Locate every line in the material below that contains the string "window" and copy each of those lines. Matching is case-sensitive.

START RAW DATA

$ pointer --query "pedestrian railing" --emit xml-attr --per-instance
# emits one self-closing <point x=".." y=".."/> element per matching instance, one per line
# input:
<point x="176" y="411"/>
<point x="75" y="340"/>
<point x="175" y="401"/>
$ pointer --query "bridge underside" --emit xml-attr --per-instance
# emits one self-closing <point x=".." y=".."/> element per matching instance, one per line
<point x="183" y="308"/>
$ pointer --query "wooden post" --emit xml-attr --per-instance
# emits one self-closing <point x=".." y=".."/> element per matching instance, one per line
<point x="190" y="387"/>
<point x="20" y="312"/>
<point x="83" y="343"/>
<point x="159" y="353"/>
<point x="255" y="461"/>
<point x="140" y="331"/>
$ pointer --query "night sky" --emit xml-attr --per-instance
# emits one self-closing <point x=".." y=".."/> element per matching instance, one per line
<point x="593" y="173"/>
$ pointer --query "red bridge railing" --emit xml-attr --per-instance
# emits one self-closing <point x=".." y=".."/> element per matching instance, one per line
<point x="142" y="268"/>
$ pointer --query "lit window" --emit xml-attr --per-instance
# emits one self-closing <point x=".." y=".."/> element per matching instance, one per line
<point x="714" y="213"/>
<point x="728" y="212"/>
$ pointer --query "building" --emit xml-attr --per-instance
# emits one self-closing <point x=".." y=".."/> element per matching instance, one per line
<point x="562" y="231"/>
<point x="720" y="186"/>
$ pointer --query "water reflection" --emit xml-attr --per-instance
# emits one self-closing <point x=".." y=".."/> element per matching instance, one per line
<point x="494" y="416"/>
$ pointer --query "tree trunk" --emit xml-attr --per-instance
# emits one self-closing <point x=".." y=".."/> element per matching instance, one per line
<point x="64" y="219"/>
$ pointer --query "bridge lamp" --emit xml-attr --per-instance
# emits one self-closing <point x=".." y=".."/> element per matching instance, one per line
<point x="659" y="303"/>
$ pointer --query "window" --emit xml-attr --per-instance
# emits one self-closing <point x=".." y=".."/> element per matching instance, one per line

END RAW DATA

EXERCISE SOLUTION:
$ pointer --query "lit window" --emit xml-attr --per-instance
$ pointer --query "window" --emit xml-attr --per-instance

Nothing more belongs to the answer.